GIVEN PROBLEM -
Answer these questions about the House debate on the economy:
1. Which electorate does the speaker represent?
2. What does the speaker suggest the member opposite take the time to read?
3. According to media reports, what can major projects and major businesses not get?

SUPPLIED TEXT -
● ● ● ●

House debates

Tuesday, 23 September 2008

Matters of Public Importance

Economy

5:18 pm

Photo of Sharon BirdSharon Bird (Cunningham, Australian Labor Party) Share this | Hansard source

I take the interjection from the member opposite. I would suggest that he take the time—we have known each other for a while—to read my biography. I take the member’s interjection that he is calling all members of the community who are members of a union ‘hacks’. I appreciate that contribution. At the end of the day, this is an opposition which want to put forward an MPI about economic credibility, while their own actions indicate they have absolutely none at all. What they need to understand is that there are a few things they actually could do which would be in the great tradition of their party, including supporting the budget measures in the Senate that will allow that budget surplus to stay in place. That would be a good and sensible start if they want to create some economic credibility with which to enter this debate.

The second thing is that the opposition need to understand that there are some real long-term challenges that we need to address in terms of the prosperity of our economy over the long term. Clearly, one of those is productivity. Productivity has stalled. It has stalled because we walked away from investing in the human capital of our nation and from understanding that, if you improve the education and skills levels of our communities, not only are they more productive but you do not create skills blockages, which have been occurring in my own area in the last week. Media reports have revealed that major projects and major businesses cannot get the skills they need. That has been a problem for a significant time and Labor have some policies in place to address that. When the opposition want to enter into a debate about the best way to deliver those policies then I think they will have some credibility.

● ● ● ●

DATA PROVIDED -
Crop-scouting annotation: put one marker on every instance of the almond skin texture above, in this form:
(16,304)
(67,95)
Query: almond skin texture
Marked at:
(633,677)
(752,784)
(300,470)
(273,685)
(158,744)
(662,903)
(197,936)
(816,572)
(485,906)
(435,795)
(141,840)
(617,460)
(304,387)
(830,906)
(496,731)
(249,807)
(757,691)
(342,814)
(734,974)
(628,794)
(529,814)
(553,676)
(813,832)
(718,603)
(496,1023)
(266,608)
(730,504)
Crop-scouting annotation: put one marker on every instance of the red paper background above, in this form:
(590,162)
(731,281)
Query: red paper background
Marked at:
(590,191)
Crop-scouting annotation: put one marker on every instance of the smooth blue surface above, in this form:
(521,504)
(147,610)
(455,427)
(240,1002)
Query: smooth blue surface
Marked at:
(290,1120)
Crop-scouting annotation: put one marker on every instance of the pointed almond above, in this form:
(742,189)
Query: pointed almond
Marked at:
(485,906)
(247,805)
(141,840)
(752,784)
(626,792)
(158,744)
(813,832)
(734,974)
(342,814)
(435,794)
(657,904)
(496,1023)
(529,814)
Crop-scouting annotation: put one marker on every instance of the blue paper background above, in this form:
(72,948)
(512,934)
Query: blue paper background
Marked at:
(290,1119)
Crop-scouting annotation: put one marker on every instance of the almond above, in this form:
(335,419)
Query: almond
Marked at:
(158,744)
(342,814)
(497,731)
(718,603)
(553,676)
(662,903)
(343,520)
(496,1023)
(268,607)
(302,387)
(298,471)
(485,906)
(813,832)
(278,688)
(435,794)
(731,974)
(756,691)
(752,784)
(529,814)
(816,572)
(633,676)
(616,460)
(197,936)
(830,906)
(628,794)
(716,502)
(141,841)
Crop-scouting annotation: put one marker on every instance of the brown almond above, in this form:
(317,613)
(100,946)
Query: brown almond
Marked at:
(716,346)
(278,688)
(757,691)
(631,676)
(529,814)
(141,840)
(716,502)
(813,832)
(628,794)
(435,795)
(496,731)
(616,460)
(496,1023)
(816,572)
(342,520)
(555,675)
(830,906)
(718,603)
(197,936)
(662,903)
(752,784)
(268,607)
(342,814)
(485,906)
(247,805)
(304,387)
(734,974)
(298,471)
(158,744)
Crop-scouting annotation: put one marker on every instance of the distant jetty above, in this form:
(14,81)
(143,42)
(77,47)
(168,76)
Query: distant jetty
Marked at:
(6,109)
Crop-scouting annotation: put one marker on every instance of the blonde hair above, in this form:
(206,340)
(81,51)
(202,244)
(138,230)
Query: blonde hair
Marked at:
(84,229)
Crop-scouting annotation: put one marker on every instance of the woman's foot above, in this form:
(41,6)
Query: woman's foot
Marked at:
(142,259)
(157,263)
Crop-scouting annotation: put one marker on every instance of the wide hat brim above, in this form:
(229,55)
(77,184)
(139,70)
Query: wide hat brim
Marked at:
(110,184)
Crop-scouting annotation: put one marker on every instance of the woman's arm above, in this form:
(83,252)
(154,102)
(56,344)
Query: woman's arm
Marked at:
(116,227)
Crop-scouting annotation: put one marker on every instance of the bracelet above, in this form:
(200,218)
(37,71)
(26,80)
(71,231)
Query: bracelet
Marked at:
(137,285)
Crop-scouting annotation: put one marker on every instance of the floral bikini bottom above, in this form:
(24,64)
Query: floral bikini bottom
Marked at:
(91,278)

● ● ● ●

COMPLETED EXERCISE -
1. Cunningham
2. The speaker's biography
3. The skills they need